*TEXT SEGMENT*
━━━
Preliminary: | MT-Safe race:obstack-ptr | AS-Safe | AC-Unsafe corrupt mem | See POSIX Safety Concepts.

The most basic function for adding to a growing object is obstack_blank, which adds space without initializing it.

Function: void obstack_grow (struct obstack *obstack-ptr, void *data, int size)

Preliminary: | MT-Safe race:obstack-ptr | AS-Safe | AC-Unsafe corrupt mem | See POSIX Safety Concepts.

To add a block of initialized space, use obstack_grow, which is the growing-object analogue of obstack_copy. It adds size bytes of data to the growing object, copying the contents from data.

Function: void obstack_grow0 (struct obstack *obstack-ptr, void *data, int size)

Preliminary: | MT-Safe race:obstack-ptr | AS-Safe | AC-Unsafe corrupt mem | See POSIX Safety Concepts.

This is the growing-object analogue of obstack_copy0. It adds size bytes copied from data, followed by an additional null character.

Function: void obstack_1grow (struct obstack *obstack-ptr, char c)

Preliminary: | MT-Safe race:obstack-ptr | AS-Safe | AC-Unsafe corrupt mem | See POSIX Safety Concepts.

To add one character at a time, use the function obstack_1grow. It adds a single byte containing c to the growing object.

Function: void obstack_ptr_grow (struct obstack *obstack-ptr, void *data)

Preliminary: | MT-Safe race:obstack-ptr | AS-Safe | AC-Unsafe corrupt mem | See POSIX Safety Concepts.

Adding the value of a pointer one can use the function obstack_ptr_grow. It adds sizeof (void *) bytes containing the value of data.

Function: void obstack_int_grow (struct obstack *obstack-ptr, int data)

Preliminary: | MT-Safe race:obstack-ptr | AS-Safe | AC-Unsafe corrupt mem | See POSIX Safety Concepts.

A single value of type int can be added by using the obstack_int_grow function. It adds sizeof (int) bytes to the growing object and initializes them with the value of data.
━━━
*DATA RECORDS*
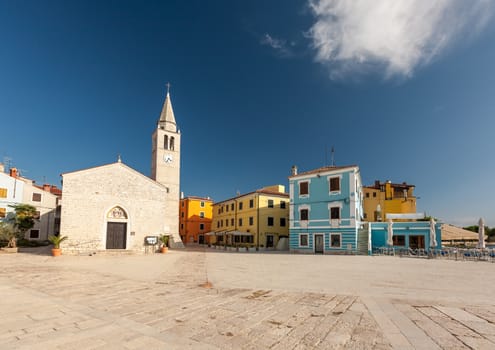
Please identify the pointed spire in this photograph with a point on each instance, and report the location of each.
(167, 118)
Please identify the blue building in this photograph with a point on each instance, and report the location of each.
(406, 235)
(326, 211)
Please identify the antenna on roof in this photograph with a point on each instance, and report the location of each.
(7, 161)
(326, 157)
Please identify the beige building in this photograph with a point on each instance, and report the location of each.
(15, 189)
(114, 207)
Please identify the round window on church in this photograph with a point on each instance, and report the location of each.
(117, 213)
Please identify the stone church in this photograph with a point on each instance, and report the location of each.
(114, 207)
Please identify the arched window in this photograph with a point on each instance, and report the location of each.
(117, 213)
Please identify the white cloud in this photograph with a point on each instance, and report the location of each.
(396, 36)
(278, 45)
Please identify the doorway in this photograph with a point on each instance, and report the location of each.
(269, 241)
(116, 235)
(319, 244)
(417, 242)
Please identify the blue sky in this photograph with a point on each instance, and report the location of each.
(404, 91)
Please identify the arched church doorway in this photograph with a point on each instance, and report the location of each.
(116, 228)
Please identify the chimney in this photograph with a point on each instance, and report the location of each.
(13, 172)
(294, 170)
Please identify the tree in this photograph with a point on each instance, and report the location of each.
(23, 220)
(9, 234)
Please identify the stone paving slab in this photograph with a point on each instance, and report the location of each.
(92, 303)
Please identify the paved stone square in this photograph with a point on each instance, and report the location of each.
(207, 299)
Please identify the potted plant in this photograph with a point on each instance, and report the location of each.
(56, 240)
(11, 235)
(164, 240)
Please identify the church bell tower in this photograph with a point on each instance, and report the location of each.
(165, 165)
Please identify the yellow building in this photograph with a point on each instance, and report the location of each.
(388, 198)
(195, 219)
(256, 219)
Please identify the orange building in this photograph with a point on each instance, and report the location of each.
(195, 219)
(384, 198)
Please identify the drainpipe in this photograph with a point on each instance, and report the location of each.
(258, 222)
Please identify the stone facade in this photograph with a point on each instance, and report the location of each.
(113, 207)
(90, 197)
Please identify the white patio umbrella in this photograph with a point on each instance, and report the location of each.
(390, 232)
(433, 235)
(481, 232)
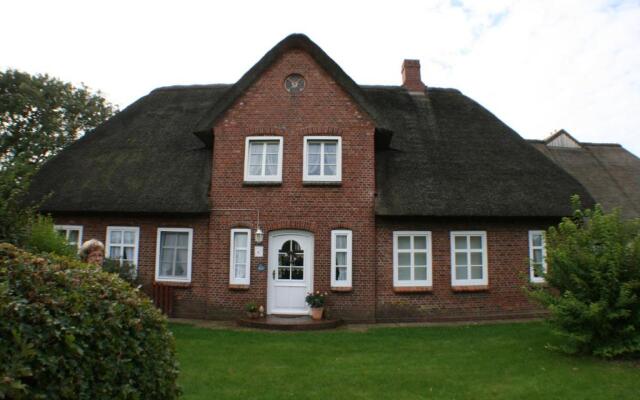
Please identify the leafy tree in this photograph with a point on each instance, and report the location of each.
(39, 116)
(593, 276)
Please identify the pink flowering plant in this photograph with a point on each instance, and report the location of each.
(317, 299)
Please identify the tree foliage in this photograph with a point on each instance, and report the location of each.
(71, 331)
(593, 276)
(39, 116)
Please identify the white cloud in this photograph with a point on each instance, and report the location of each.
(539, 66)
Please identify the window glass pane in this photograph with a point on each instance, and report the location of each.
(255, 170)
(240, 240)
(283, 259)
(168, 239)
(181, 256)
(255, 148)
(476, 272)
(270, 170)
(314, 148)
(183, 239)
(341, 273)
(273, 148)
(537, 256)
(297, 273)
(329, 170)
(166, 255)
(461, 259)
(116, 237)
(241, 256)
(404, 273)
(536, 239)
(341, 258)
(476, 242)
(314, 170)
(404, 242)
(128, 254)
(421, 274)
(240, 271)
(419, 242)
(129, 237)
(476, 258)
(165, 269)
(284, 273)
(330, 147)
(420, 259)
(114, 252)
(181, 270)
(404, 259)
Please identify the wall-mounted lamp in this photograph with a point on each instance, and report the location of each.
(259, 235)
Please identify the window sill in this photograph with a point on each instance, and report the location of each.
(321, 183)
(261, 183)
(173, 284)
(473, 288)
(238, 287)
(412, 289)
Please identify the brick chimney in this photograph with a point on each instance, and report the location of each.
(411, 76)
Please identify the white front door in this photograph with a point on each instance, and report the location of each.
(290, 272)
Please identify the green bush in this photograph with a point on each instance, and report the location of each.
(593, 276)
(42, 238)
(70, 331)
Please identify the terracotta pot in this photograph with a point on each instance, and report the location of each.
(316, 313)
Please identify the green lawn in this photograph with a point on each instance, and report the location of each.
(503, 361)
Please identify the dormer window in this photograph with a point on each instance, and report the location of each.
(322, 159)
(263, 159)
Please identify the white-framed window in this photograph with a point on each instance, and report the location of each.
(537, 256)
(263, 159)
(341, 255)
(122, 244)
(322, 159)
(240, 257)
(412, 258)
(173, 254)
(73, 233)
(469, 258)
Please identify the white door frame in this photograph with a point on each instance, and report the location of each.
(273, 284)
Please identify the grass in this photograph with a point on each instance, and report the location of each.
(505, 361)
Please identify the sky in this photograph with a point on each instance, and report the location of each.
(539, 65)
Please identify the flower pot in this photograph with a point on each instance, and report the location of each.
(316, 313)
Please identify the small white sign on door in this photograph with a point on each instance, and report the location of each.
(258, 250)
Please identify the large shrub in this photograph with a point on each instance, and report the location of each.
(594, 283)
(69, 330)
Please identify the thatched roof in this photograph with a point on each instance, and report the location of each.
(449, 156)
(144, 160)
(609, 172)
(437, 154)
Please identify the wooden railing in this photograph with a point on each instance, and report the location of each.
(163, 298)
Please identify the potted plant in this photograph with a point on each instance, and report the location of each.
(252, 309)
(316, 302)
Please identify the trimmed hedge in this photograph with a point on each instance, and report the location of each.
(69, 330)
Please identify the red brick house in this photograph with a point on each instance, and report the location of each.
(404, 202)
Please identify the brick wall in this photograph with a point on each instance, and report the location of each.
(323, 108)
(507, 250)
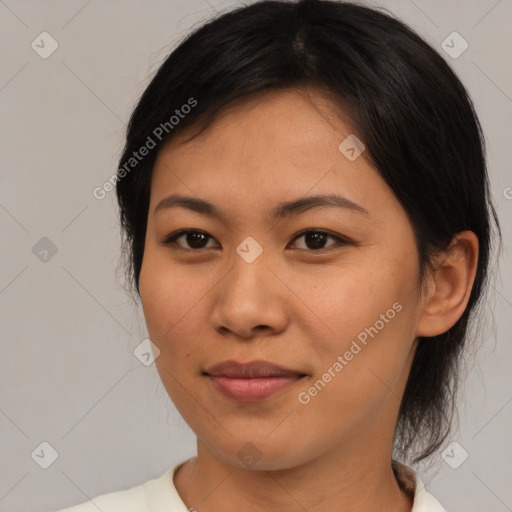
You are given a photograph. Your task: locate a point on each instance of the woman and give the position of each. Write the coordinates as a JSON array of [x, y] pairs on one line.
[[305, 205]]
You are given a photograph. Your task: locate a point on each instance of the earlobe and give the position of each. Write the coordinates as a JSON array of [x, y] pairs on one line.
[[451, 285]]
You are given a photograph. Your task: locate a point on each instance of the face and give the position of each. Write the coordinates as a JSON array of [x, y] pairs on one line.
[[338, 304]]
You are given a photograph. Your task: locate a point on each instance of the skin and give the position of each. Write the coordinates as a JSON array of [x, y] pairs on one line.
[[294, 306]]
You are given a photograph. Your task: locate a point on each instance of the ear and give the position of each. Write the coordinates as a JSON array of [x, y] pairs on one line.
[[450, 286]]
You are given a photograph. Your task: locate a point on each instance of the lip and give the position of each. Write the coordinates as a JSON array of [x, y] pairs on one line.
[[251, 382]]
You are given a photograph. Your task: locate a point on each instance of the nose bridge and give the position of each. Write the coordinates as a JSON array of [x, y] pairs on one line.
[[249, 297]]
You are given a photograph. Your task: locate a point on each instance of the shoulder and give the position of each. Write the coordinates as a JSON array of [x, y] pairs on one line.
[[145, 497]]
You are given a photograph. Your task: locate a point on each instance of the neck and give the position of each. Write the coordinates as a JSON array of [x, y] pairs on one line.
[[341, 482]]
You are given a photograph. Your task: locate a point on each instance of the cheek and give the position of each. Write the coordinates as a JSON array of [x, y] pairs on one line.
[[173, 301]]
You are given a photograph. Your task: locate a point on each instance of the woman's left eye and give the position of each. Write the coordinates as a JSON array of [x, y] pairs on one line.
[[314, 240]]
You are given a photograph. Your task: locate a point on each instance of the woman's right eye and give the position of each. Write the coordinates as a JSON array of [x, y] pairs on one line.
[[193, 239]]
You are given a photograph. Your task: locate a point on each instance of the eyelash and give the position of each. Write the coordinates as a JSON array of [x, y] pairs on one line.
[[170, 241]]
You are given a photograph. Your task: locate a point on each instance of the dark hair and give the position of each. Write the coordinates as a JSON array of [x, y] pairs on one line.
[[413, 114]]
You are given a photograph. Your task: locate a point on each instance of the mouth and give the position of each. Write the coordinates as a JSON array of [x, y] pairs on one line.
[[251, 382]]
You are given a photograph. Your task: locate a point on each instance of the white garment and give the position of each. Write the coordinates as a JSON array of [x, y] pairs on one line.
[[160, 495]]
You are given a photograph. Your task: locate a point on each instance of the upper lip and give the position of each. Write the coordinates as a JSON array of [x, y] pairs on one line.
[[253, 369]]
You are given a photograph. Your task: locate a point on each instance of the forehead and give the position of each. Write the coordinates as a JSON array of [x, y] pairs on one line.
[[279, 144]]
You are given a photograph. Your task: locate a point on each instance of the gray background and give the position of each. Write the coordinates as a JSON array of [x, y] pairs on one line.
[[68, 375]]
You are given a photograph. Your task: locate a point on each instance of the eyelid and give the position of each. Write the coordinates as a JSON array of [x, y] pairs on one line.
[[170, 240]]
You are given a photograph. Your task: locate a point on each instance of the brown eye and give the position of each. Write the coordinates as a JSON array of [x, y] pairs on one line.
[[192, 239], [315, 240]]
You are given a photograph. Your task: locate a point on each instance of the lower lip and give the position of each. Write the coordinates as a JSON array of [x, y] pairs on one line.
[[251, 390]]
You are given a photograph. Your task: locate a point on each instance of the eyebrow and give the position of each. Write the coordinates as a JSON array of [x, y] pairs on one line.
[[282, 210]]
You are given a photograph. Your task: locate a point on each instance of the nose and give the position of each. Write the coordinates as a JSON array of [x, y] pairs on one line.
[[250, 300]]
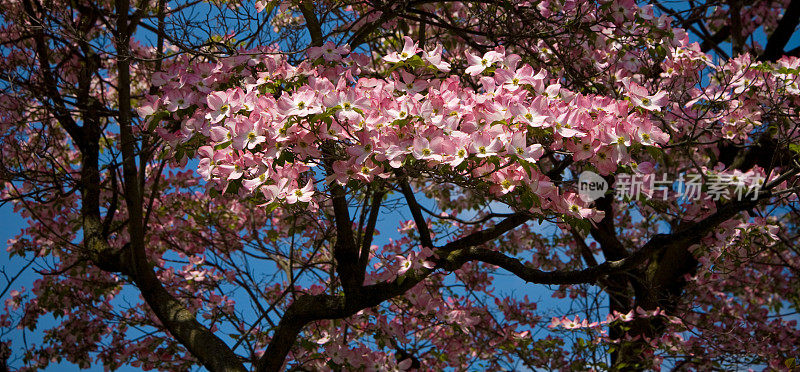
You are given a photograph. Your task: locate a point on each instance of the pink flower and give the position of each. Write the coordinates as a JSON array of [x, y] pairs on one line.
[[219, 105], [434, 57], [477, 64], [639, 97], [329, 52], [301, 103]]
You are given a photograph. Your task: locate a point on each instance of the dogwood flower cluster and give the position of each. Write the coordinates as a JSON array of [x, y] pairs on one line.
[[275, 129]]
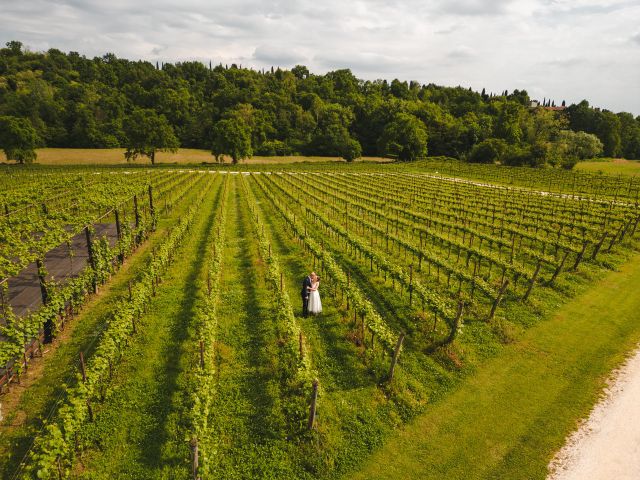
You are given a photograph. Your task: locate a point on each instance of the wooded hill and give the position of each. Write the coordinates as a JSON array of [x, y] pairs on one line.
[[74, 101]]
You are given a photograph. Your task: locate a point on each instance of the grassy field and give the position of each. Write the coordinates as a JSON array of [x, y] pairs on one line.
[[611, 166], [494, 403], [510, 417], [40, 390], [184, 156]]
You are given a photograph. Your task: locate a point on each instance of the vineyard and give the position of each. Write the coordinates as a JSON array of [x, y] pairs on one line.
[[173, 329]]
━━━
*DIRECTIVE*
Please reproduce the part of the obstack text that opens with the words containing "Function: void obstack_grow (struct" and closes with "additional null character.", keeping every character as it appears.

*THE RESPONSE*
Function: void obstack_grow (struct obstack *obstack-ptr, void *data, int size)

Preliminary: | MT-Safe race:obstack-ptr | AS-Safe | AC-Unsafe corrupt mem | See POSIX Safety Concepts.

To add a block of initialized space, use obstack_grow, which is the growing-object analogue of obstack_copy. It adds size bytes of data to the growing object, copying the contents from data.

Function: void obstack_grow0 (struct obstack *obstack-ptr, void *data, int size)

Preliminary: | MT-Safe race:obstack-ptr | AS-Safe | AC-Unsafe corrupt mem | See POSIX Safety Concepts.

This is the growing-object analogue of obstack_copy0. It adds size bytes copied from data, followed by an additional null character.